## Provided passage:
++++++++++
I am seeing C to T transitions in my sequencing data, but also some strange signatures that follow along with that. I am trying to understand the biology of what is occurring. In the data I see more C to T changes than G to A changes, when it would be expected that these numbers would be relatively the same.

So, in-vivo when a C to T transition occurs, does the complementary base get changed to ensure watson and crick binding, or will you end up with a T-G pair? This would explain the phenomenon that I am seeing but I don't know if this happens. (Andy references would also be super helpful. Thanks.)

I hope my molecular understanding isn't too degraded and I don't make capital mistakes, here we go:

The biology behind the C to T transitions (if I understand your question correctly) is oxidative deamination. If you google 'oxidative deamination cytosine' you'll get plenty of hits, but I can already give you this: http://www.pnas.org/content/95/7/3578.full (I haven't read the paper but sounds like something interesting for you).

Regarding your second question: the complementary base will not change, a single mismatch in a long sequence is not a real problem. The error might get corrected by mismatch repair enzymes in the cell, but if not it can persist. The real trouble arises during replication, in which one daughter molecule will keep the 'correct' nucleotide and as such remain normal, but the other will inherit the faulty nucleotide and will get a complementary base for that one, after which no repair is possible.

You are vague considering 'the phenomenon you see' and 'some strange signatures' so can't really help with that unless you have more information!
++++++++++
## Supplied information:
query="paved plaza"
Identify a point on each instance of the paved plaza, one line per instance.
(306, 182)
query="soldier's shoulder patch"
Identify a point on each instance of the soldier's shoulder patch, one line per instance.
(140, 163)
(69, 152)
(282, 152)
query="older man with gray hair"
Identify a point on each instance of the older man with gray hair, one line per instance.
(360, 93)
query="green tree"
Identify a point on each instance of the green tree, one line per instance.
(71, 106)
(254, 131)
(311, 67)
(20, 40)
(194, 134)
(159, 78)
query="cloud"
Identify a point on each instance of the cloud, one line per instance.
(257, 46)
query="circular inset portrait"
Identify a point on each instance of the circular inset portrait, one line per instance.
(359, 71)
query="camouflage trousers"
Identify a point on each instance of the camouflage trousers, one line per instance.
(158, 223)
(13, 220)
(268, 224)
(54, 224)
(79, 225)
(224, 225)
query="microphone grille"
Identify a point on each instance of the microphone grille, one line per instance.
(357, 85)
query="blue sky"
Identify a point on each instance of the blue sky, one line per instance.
++++++++++
## Assigned task:
Print the portion of the C to T thread from "I am seeing C" to "super helpful. Thanks.)". Rely only on the forum thread about C to T transitions.

## Your response:
I am seeing C to T transitions in my sequencing data, but also some strange signatures that follow along with that. I am trying to understand the biology of what is occurring. In the data I see more C to T changes than G to A changes, when it would be expected that these numbers would be relatively the same.

So, in-vivo when a C to T transition occurs, does the complementary base get changed to ensure watson and crick binding, or will you end up with a T-G pair? This would explain the phenomenon that I am seeing but I don't know if this happens. (Andy references would also be super helpful. Thanks.)